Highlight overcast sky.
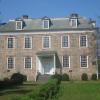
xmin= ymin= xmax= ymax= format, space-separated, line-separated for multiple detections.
xmin=0 ymin=0 xmax=100 ymax=26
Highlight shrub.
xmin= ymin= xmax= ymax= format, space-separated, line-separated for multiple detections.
xmin=10 ymin=73 xmax=27 ymax=85
xmin=81 ymin=73 xmax=88 ymax=81
xmin=62 ymin=73 xmax=69 ymax=81
xmin=51 ymin=74 xmax=62 ymax=84
xmin=91 ymin=73 xmax=97 ymax=80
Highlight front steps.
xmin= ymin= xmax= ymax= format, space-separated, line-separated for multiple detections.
xmin=36 ymin=74 xmax=51 ymax=82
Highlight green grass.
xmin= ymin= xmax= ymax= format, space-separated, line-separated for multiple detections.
xmin=1 ymin=81 xmax=100 ymax=100
xmin=0 ymin=81 xmax=40 ymax=100
xmin=58 ymin=81 xmax=100 ymax=100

**Your instructions:**
Return every entry from the listing above exactly as it stands, leaving out any picture.

**Expected answer:**
Highlight overcast sky.
xmin= ymin= xmax= ymax= format, space-separated, line-separated for multiple detections.
xmin=0 ymin=0 xmax=100 ymax=26
Highlight shrub.
xmin= ymin= xmax= ymax= format, space-separated, line-separated for multiple detections.
xmin=10 ymin=73 xmax=27 ymax=85
xmin=81 ymin=73 xmax=88 ymax=81
xmin=62 ymin=73 xmax=69 ymax=81
xmin=51 ymin=74 xmax=62 ymax=84
xmin=91 ymin=73 xmax=97 ymax=80
Highlight front steps.
xmin= ymin= xmax= ymax= format, space-separated, line-separated for multiple detections.
xmin=36 ymin=74 xmax=51 ymax=82
Highlight green grass.
xmin= ymin= xmax= ymax= format, space-separated, line-separated for multiple detections.
xmin=1 ymin=81 xmax=100 ymax=100
xmin=0 ymin=81 xmax=40 ymax=100
xmin=58 ymin=81 xmax=100 ymax=100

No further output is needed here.